In mdx-Fiona mice, the high and uniform utrophin levels (Fig. 6A–B) rescue the MyHC-emb signal (Fig. 6A–C) and myh3 mRNA levels (Fig. 6D) toward wt levels. Importantly, muscle function is restored in mdx-Fiona and the mice are functionally indistinguishable from wt (Fig. 6E–F). In contrast, compared to mdx, the absence of utrophin in dko results in a significant increase of MyHC-emb levels (Fig. 6A and C–D) and the muscle physiology is worse with a significant reduction in specific force (Fig. 6E) and in percent force drop after five eccentric contractions (Fig. 6F).
Taken together, our data suggest that utrophin, regenerative processes and muscle function at 7 weeks in EDL muscle are correlated. Increased utrophin related to the regeneration and the increase of MyHC-emb levels in mdx skeletal muscle are associated with a reduction of muscle function; absence of utrophin in dko triggers a higher regenerative process and worsens the dystrophic pathophysiology whereas the high and uniform increase of utrophin at the muscle membrane in mdx-Fiona reduces the regeneration mechanism and rescues muscle function.

Assigned task 1:
From the utrophin and muscle regeneration passage, copy word for word the part starting at "In mdx-Fiona mice, the" and ending at "contractions (Fig. 6F).".
Assigned task 2:
Continue the passage about utrophin and muscle regeneration in mice from the point where it stops.

Given data:
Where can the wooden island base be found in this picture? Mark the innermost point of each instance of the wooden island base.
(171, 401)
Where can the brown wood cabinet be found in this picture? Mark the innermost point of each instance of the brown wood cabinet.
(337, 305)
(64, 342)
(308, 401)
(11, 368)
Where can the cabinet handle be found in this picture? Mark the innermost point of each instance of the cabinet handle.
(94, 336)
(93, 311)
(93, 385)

...

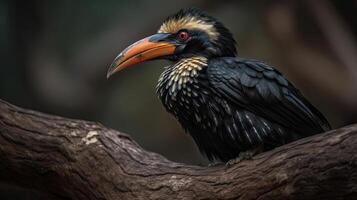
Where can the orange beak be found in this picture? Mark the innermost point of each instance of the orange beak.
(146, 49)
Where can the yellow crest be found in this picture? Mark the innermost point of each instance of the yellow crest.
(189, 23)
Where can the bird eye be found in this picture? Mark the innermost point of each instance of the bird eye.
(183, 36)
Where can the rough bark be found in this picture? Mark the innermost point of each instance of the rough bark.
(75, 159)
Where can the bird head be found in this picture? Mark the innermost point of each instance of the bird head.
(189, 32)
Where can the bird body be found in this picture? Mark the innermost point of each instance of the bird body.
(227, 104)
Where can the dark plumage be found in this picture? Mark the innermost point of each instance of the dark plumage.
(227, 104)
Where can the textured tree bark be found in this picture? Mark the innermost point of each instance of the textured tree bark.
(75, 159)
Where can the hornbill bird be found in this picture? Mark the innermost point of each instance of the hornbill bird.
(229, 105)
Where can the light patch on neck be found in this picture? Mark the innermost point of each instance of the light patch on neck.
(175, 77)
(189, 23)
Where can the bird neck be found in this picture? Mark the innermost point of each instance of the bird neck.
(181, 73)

* * *

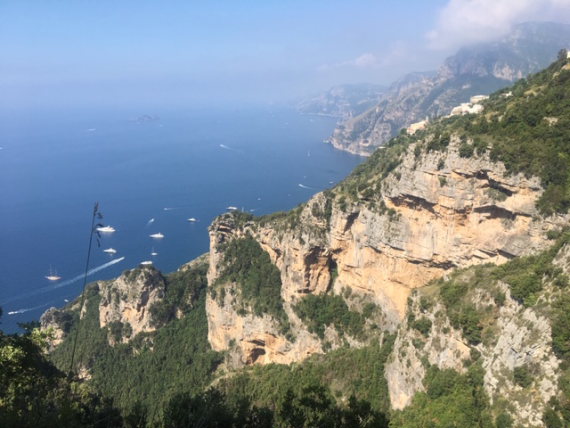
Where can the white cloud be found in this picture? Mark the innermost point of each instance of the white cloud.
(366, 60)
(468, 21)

Answer 1:
In mdx-Fiona mice, the high and uniform utrophin levels (Fig. 6A–B) rescue the MyHC-emb signal (Fig. 6A–C) and myh3 mRNA levels (Fig. 6D) toward wt levels. Importantly, muscle function is restored in mdx-Fiona and the mice are functionally indistinguishable from wt (Fig. 6E–F). In contrast, compared to mdx, the absence of utrophin in dko results in a significant increase of MyHC-emb levels (Fig. 6A and C–D) and the muscle physiology is worse with a significant reduction in specific force (Fig. 6E) and in percent force drop after five eccentric contractions (Fig. 6F).

Answer 2:
Discussion
In this manuscript, we investigated the expression of MyHC-emb, a well-established marker of regeneration (50) in correlation with dystrophin and utrophin levels in diverse murine skeletal muscles at different ages in order to assess its utility in monitoring muscle health in preclinical studies. In the dystrophic muscles described, recurrent myofiber damage elicits a constant need for skeletal muscle regeneration and the chronic cycles of myofiber necrosis and repair are a hallmark of the disease (1). Whereas developmental myosins precede the appearance of adult fast myosins in the developing skeletal muscle and disappear in most skeletal muscles during early postnatal development (50,51), regenerating muscle fibers in DMD re-express developmental isoforms of myosin as MyHC-emb (52), offering a useful marker of regenerative processes in dystrophic muscles.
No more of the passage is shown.